*Task goal*:
For the material below, please count the lines containing "parked". Reply with the count alone.

[Start of section]

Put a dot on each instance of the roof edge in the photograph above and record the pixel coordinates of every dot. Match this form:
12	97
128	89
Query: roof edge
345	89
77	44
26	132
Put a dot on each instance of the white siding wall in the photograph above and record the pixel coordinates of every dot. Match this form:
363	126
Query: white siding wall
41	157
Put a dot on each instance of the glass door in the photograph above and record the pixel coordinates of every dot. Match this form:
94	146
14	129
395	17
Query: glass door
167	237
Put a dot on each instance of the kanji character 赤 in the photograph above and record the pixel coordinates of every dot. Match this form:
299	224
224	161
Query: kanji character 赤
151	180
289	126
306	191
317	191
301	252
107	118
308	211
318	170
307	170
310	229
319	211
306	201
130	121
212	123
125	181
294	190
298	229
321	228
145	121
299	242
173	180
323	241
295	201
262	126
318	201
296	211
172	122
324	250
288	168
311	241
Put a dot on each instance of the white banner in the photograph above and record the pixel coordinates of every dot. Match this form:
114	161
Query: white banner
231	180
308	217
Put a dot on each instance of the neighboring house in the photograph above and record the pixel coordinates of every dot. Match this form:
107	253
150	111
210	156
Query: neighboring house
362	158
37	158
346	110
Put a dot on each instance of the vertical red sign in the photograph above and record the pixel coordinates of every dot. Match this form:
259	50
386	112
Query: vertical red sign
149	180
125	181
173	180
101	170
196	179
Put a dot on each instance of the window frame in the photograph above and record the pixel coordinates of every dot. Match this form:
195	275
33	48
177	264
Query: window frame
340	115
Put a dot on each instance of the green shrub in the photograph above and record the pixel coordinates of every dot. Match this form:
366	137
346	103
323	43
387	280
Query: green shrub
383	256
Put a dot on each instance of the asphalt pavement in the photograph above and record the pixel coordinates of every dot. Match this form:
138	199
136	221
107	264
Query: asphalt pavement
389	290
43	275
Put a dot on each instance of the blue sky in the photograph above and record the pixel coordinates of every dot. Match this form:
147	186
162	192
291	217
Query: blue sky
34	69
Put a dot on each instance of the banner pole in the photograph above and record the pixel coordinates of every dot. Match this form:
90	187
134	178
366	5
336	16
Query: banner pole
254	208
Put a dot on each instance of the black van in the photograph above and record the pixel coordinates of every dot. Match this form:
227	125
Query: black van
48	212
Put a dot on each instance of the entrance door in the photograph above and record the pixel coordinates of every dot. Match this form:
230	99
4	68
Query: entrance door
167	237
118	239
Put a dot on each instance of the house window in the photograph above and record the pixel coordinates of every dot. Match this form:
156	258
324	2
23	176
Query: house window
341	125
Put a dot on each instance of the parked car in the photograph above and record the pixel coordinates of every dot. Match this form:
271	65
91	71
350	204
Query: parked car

[End of section]

*Task result*:
2